■ GIVEN RECORDS:

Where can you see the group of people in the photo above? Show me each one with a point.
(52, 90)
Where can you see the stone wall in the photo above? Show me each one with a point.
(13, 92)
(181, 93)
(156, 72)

■ REQUIREMENT: Write out all the records again, substituting "every one" for every "each one" and leaving everything else unchanged.

■ WRITTEN ANSWER:
Where can you see the group of people in the photo above? Show me every one with a point.
(52, 90)
Where can you see the stone wall in the photo above? Show me every one with a point.
(13, 92)
(181, 93)
(156, 72)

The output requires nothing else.